● TASK
Output the entries underneath exactly as they are.
--------------------------------
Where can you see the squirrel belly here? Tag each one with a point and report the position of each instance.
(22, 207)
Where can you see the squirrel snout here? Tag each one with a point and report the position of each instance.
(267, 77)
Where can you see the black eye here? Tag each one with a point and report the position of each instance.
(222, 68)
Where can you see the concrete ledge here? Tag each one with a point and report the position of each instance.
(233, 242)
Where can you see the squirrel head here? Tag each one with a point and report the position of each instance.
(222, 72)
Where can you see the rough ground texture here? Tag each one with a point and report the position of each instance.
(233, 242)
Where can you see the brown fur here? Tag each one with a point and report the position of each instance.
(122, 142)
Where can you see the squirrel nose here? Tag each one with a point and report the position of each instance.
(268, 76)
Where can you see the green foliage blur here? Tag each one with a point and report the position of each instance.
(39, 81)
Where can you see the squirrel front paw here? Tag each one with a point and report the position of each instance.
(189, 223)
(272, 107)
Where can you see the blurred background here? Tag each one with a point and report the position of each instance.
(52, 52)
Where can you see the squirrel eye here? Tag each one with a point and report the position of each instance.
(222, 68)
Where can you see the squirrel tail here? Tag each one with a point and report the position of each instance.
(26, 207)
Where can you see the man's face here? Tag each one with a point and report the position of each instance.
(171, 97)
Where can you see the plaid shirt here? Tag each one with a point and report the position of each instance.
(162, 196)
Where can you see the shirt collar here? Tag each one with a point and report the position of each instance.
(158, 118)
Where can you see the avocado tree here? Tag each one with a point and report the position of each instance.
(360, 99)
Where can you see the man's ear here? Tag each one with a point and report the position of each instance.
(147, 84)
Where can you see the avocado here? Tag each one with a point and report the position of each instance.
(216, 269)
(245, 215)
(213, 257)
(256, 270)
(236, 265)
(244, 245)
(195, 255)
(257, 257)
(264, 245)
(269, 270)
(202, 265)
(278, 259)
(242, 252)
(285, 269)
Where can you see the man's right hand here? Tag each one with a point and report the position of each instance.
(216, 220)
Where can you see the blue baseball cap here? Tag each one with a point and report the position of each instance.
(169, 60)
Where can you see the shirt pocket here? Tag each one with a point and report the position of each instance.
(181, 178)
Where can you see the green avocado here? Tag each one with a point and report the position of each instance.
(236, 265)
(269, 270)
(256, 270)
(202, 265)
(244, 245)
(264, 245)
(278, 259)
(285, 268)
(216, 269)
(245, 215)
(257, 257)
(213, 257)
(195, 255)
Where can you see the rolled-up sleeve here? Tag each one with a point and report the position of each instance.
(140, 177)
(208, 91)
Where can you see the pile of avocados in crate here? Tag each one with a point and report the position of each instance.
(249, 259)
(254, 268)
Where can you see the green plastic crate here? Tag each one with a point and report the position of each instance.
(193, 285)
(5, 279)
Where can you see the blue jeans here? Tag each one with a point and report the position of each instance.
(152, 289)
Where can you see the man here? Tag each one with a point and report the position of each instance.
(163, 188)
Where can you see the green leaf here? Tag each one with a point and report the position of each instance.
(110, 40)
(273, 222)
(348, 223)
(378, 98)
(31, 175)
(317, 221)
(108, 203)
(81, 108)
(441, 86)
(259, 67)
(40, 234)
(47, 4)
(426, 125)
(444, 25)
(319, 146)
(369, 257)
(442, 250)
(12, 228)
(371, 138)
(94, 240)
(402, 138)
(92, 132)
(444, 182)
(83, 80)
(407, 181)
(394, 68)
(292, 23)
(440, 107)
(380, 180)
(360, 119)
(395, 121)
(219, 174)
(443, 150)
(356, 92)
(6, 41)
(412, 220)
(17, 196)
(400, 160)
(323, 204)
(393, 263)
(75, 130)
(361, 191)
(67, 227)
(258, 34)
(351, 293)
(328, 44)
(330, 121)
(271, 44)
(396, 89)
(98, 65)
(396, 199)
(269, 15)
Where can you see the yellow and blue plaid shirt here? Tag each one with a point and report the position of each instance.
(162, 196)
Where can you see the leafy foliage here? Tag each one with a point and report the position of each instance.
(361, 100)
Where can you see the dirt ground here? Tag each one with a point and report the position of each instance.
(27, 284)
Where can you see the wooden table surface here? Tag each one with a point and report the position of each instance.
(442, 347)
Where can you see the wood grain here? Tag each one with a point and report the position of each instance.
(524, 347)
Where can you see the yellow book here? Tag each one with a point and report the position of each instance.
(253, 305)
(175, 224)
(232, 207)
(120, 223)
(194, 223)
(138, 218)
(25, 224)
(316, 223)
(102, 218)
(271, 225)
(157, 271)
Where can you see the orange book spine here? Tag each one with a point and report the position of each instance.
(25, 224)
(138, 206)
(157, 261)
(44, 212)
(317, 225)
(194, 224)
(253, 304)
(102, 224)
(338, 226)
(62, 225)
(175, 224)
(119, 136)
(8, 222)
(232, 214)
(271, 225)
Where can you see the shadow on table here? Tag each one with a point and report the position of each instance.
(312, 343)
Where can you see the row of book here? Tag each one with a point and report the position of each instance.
--------------------------------
● ANSWER TO THIS PROBLEM
Where can you see the squirrel belly here? Tag each one with a point and report the position of each instance.
(22, 207)
Where can you see the squirrel snout here? Tag each one with a point and report the position of each instance.
(267, 77)
Where can you see the black eye here? Tag each one with a point and report the position of each instance.
(222, 68)
Where can you see the concrete ledge here? Tag each one with a point and report the position of each instance.
(233, 242)
Where can you see the squirrel head here? Tag each one with a point and report the position of each instance.
(222, 72)
Where can you see the rough ground texture here? Tag each one with a point and report the position of each instance.
(233, 242)
Where can you see the brown fur here? Tag each one with a point and report the position of each instance.
(122, 142)
Where can you see the squirrel nose here? Tag each one with a point and report the position of each instance.
(268, 76)
Where can you see the green foliage blur here? Tag each one with a point and report the position of each instance.
(39, 81)
Where can you see the squirrel front paw here? Tag each one with a point and report the position of each instance.
(189, 223)
(272, 107)
Where can you see the blurred background here? Tag each one with a point and report the position of each instance.
(52, 52)
Where can you see the squirrel eye here? Tag each one with a point and report the position of each instance.
(222, 68)
Where can you see the squirrel tail here? Tag each one with a point and report the position of each instance.
(26, 207)
Where can you see the man's face here? Tag each one with a point and report the position of each instance.
(171, 97)
Where can you see the plaid shirt here? Tag each one with a point and report the position of each instance.
(162, 196)
Where can you see the shirt collar here? Tag each one with a point and report the position of each instance.
(158, 118)
Where can you see the avocado tree here? Tag each one with a point and report the position of each instance.
(360, 99)
Where can you see the man's ear here? Tag each one with a point and report the position of each instance.
(147, 84)
Where can you see the avocado here? Tag each one with a point and report the position of each instance.
(216, 269)
(245, 215)
(213, 257)
(256, 270)
(236, 265)
(244, 245)
(195, 255)
(257, 257)
(264, 245)
(269, 270)
(202, 265)
(278, 259)
(242, 252)
(285, 269)
Where can you see the man's right hand here? Tag each one with a point and report the position of each instance.
(216, 220)
Where can you see the blue baseball cap here? Tag each one with a point and report the position of each instance.
(169, 60)
Where can you see the shirt pocket here? Tag each one with a point and report the position of each instance.
(181, 178)
Where can you see the green avocado here? Tag each one with a point and report the position of each instance.
(236, 265)
(269, 270)
(256, 270)
(202, 265)
(244, 245)
(264, 245)
(278, 259)
(285, 268)
(216, 269)
(245, 215)
(257, 257)
(213, 257)
(195, 255)
Where can you see the rolled-up sleeve here? Tag each one with a point and report the position of each instance.
(140, 177)
(208, 91)
Where can you see the pile of avocados in crate here? Tag each one with a point and report the position of each instance.
(249, 259)
(254, 268)
Where can you see the green plastic crate here? Tag each one with a point and report the position of each instance.
(193, 285)
(5, 279)
Where can you see the blue jeans here? Tag each one with a point and report the position of each instance.
(152, 289)
Where can you see the man here? Tag each one with a point and report the position of each instance.
(163, 188)
Where can you see the green leaf here? Tag each one with a point and report the position of each instance.
(110, 40)
(273, 222)
(348, 223)
(378, 98)
(31, 175)
(317, 221)
(108, 203)
(81, 108)
(441, 86)
(259, 67)
(40, 234)
(47, 4)
(426, 125)
(444, 25)
(319, 146)
(369, 257)
(442, 250)
(12, 228)
(371, 138)
(94, 240)
(402, 138)
(92, 132)
(444, 182)
(83, 80)
(407, 181)
(394, 68)
(292, 23)
(440, 107)
(380, 180)
(360, 119)
(395, 121)
(219, 174)
(443, 150)
(356, 92)
(6, 41)
(412, 220)
(17, 196)
(400, 160)
(323, 204)
(393, 263)
(75, 130)
(361, 191)
(67, 227)
(258, 34)
(351, 293)
(328, 44)
(330, 121)
(271, 44)
(396, 89)
(98, 65)
(396, 199)
(269, 15)
Where can you see the yellow and blue plaid shirt here? Tag each one with a point and report the position of each instance.
(162, 196)
Where can you see the leafy foliage here? Tag each one with a point and report the position of each instance.
(361, 100)
Where can you see the dirt ground here? Tag each one with a point and report the position of each instance.
(27, 284)
Where can you see the wooden table surface here? Tag each one with a point and report the position of each instance.
(442, 347)
Where can you see the wood grain here? Tag each one with a point and report the position of each instance.
(524, 347)
Where can you see the yellow book here? Tag each one with a point and report the position of each instance.
(253, 305)
(175, 224)
(232, 207)
(120, 223)
(194, 223)
(138, 218)
(25, 224)
(316, 223)
(102, 218)
(271, 225)
(157, 271)
Where can you see the orange book spine here? Tag each one with a point and report the position of each instance.
(25, 224)
(138, 206)
(157, 261)
(44, 212)
(317, 225)
(194, 224)
(253, 304)
(102, 224)
(338, 226)
(62, 225)
(175, 224)
(119, 136)
(8, 222)
(232, 214)
(271, 225)
Where can you see the shadow on table here? Tag each one with a point and report the position of each instance.
(312, 343)
Where can you see the row of book here? Tag each one with a point and report the position of each instance.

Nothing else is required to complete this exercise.